▸ Extracted material:

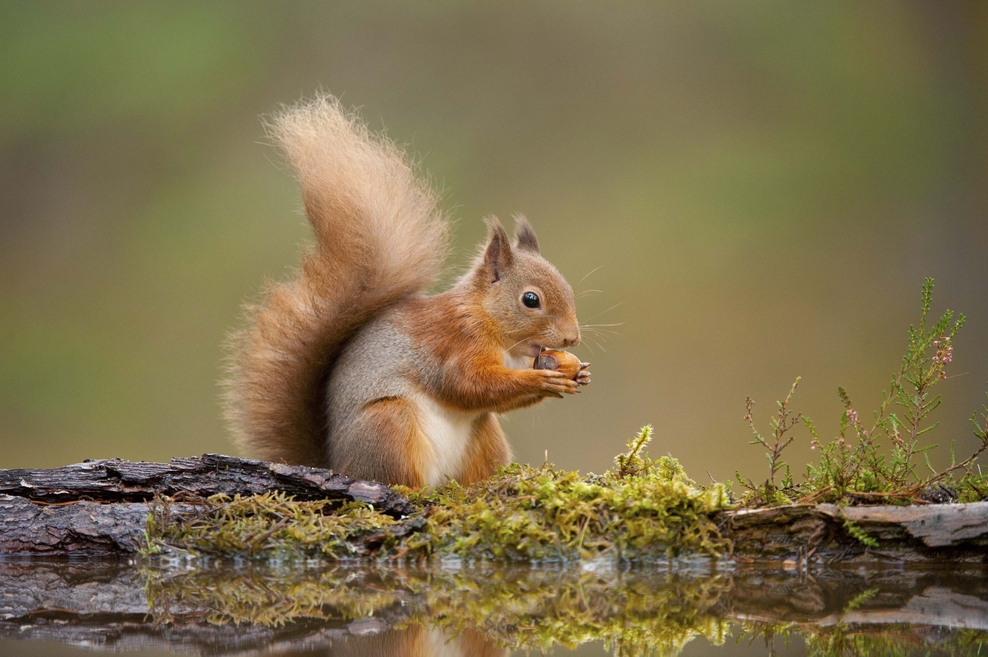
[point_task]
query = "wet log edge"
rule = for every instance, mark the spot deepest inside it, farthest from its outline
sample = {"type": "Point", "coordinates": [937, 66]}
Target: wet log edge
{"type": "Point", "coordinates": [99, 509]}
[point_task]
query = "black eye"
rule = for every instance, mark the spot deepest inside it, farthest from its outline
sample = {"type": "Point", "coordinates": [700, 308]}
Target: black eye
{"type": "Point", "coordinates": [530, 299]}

...

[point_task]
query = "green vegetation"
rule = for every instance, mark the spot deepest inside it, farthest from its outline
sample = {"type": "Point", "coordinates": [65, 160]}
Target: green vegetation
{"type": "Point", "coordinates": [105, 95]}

==

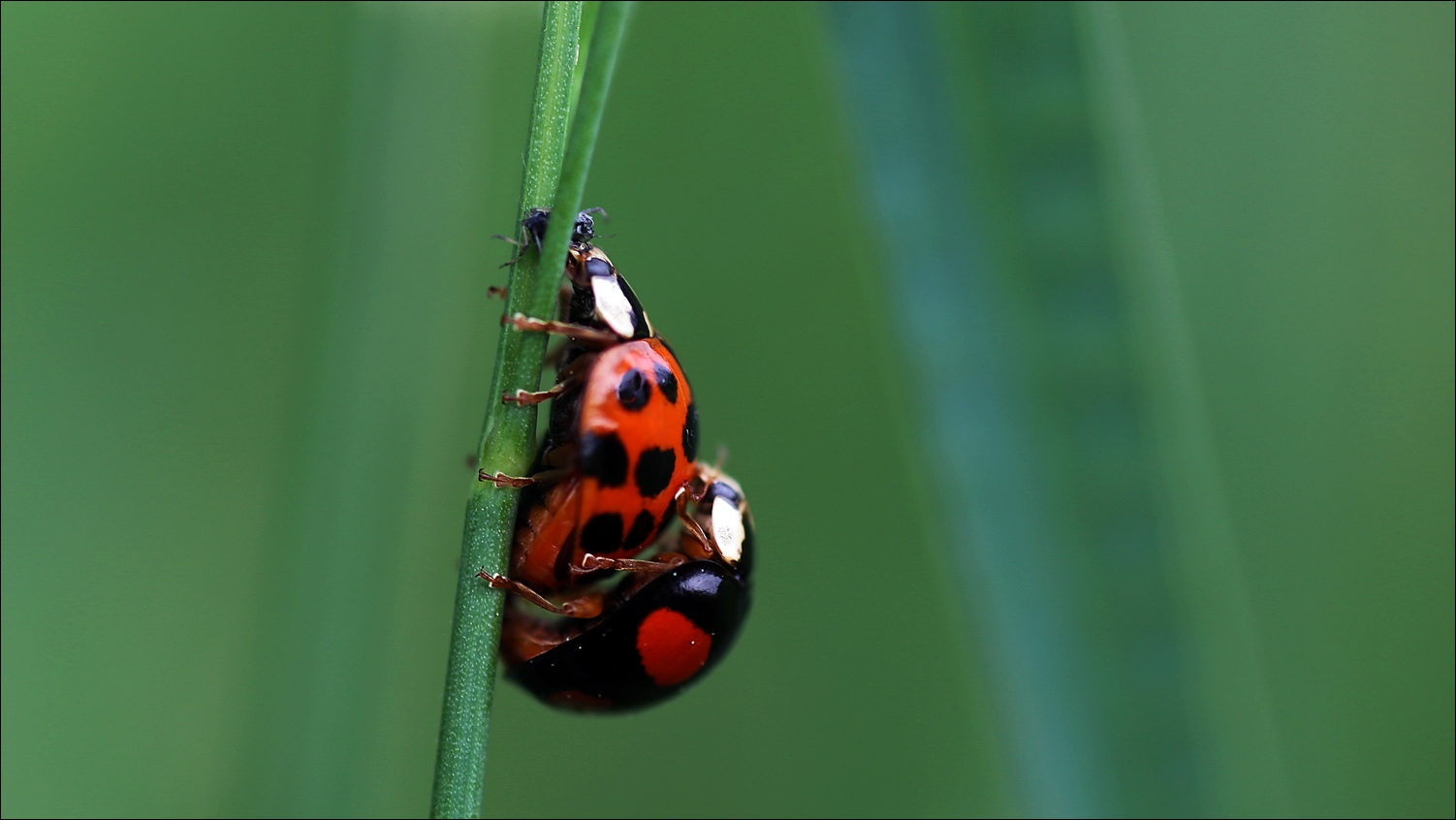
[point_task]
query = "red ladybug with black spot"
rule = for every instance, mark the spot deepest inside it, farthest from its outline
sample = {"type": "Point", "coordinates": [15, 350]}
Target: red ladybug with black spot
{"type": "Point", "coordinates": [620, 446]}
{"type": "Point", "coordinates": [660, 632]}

▸ Directions:
Pull out every line of the data above that contains the word "sample". Case counts.

▸ Solution for this exercise:
sample = {"type": "Point", "coordinates": [937, 66]}
sample = {"type": "Point", "coordinates": [700, 308]}
sample = {"type": "Point", "coordinates": [65, 160]}
sample = {"type": "Point", "coordinates": [15, 350]}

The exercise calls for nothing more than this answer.